◆ **EXERCISE AIM**:
Reproduce the data below verbatim from the line containing "Where can the utility" through its final line, and produce nothing more.
********************
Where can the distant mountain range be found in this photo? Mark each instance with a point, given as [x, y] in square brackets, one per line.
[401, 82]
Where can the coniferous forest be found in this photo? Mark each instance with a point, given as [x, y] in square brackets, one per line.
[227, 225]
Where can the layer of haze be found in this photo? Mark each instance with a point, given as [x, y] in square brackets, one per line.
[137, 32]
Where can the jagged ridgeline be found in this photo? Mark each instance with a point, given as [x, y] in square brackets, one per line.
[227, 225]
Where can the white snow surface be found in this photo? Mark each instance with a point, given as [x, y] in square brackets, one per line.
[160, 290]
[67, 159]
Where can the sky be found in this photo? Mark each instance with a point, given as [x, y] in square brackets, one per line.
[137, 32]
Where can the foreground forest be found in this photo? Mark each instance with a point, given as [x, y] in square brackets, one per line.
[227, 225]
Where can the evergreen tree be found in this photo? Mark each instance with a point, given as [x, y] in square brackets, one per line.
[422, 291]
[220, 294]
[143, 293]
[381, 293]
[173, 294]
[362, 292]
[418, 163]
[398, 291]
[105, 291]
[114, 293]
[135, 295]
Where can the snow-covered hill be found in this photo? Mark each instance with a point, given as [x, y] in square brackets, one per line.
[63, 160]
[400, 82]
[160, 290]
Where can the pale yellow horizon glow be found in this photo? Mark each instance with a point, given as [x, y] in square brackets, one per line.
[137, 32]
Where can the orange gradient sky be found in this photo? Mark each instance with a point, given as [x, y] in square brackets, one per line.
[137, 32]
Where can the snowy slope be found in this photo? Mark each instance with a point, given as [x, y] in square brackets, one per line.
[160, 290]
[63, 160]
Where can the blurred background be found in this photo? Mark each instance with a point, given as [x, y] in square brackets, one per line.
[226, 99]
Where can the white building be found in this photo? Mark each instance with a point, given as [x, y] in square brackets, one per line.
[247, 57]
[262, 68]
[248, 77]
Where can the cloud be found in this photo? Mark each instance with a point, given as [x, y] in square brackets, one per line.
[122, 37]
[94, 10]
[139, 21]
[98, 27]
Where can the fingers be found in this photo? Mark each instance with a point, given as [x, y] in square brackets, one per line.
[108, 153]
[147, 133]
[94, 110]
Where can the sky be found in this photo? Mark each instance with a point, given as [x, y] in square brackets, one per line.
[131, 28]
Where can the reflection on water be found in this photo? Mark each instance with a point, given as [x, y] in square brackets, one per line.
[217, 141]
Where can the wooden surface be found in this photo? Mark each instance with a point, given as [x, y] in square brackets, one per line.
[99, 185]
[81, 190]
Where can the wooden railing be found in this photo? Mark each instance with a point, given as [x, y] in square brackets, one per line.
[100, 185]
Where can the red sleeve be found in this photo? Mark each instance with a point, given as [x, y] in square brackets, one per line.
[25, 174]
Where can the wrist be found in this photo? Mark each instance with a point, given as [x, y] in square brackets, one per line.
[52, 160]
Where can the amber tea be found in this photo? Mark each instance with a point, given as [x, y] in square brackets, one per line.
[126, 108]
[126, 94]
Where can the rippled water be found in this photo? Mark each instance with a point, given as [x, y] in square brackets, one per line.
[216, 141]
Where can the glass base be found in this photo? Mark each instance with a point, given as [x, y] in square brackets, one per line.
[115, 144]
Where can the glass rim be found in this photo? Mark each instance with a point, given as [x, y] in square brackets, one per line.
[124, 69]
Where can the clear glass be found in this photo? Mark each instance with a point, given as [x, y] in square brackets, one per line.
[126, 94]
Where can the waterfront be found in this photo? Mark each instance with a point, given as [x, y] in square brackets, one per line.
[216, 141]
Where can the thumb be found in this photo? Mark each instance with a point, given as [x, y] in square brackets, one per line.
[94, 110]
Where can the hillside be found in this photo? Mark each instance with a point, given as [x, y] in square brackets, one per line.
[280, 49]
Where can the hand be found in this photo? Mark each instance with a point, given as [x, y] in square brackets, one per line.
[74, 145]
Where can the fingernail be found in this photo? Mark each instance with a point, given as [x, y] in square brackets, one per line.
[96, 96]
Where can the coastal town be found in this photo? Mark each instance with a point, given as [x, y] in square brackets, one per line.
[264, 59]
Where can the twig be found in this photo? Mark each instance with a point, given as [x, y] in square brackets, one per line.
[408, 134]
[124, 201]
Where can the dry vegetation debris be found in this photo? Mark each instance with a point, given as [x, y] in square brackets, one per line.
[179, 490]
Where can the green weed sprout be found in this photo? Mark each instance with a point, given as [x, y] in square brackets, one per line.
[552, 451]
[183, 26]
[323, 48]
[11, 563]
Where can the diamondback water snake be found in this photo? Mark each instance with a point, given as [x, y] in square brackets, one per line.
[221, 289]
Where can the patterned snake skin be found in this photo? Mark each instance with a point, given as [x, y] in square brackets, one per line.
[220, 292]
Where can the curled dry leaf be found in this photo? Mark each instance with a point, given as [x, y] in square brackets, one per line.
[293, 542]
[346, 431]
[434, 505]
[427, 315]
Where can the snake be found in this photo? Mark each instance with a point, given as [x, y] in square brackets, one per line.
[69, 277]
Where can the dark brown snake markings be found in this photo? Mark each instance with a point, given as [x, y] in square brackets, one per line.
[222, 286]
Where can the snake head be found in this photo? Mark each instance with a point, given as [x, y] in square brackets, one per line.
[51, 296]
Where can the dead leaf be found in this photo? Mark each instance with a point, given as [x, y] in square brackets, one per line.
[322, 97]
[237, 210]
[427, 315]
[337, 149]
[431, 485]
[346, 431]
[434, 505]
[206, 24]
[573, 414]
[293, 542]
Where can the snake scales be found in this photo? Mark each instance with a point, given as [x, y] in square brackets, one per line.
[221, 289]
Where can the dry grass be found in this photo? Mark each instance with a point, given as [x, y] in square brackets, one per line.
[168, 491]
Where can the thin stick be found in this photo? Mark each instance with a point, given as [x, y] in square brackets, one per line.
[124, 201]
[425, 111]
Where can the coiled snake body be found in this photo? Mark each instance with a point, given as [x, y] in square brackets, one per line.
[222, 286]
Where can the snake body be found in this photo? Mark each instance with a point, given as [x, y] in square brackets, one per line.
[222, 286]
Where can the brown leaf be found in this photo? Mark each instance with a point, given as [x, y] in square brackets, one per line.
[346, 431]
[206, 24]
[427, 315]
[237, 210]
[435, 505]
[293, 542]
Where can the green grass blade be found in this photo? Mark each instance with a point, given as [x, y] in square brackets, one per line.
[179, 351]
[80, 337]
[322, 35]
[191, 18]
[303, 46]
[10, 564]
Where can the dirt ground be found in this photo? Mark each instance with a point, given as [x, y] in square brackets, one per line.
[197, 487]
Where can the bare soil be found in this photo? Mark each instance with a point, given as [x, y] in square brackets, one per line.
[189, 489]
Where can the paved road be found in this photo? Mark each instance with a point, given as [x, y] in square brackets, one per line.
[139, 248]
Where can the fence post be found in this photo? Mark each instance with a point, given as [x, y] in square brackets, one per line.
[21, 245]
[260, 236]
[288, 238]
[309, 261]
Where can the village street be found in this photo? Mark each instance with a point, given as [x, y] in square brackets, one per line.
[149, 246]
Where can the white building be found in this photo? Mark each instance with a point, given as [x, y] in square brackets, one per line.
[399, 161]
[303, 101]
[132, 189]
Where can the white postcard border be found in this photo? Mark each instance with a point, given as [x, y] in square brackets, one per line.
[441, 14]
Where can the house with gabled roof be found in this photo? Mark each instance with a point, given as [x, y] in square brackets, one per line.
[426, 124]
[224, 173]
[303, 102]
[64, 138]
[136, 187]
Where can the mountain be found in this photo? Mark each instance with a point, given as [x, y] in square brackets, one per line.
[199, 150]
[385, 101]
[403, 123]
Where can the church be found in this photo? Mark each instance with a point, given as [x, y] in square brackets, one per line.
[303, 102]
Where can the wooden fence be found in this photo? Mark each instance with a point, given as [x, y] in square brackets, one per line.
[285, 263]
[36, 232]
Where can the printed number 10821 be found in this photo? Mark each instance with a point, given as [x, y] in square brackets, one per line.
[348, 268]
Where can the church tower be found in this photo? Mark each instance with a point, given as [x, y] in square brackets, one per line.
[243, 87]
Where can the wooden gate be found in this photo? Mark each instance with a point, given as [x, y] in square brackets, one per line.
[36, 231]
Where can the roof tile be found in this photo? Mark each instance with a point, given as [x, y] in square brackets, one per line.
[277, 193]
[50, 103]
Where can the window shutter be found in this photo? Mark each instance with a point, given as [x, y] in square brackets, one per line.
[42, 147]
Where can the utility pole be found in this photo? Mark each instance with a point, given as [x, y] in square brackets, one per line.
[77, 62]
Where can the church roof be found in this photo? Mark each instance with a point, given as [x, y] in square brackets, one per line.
********************
◆ **EXPECTED OUTPUT**:
Where can the utility pole be found in this photo? Mark each instance with a point, given as [x, y] in square brackets, one per line.
[77, 62]
Where can the church roof be found in this photo? Mark each instance with a point, given as [x, y] in square brackets, one per line.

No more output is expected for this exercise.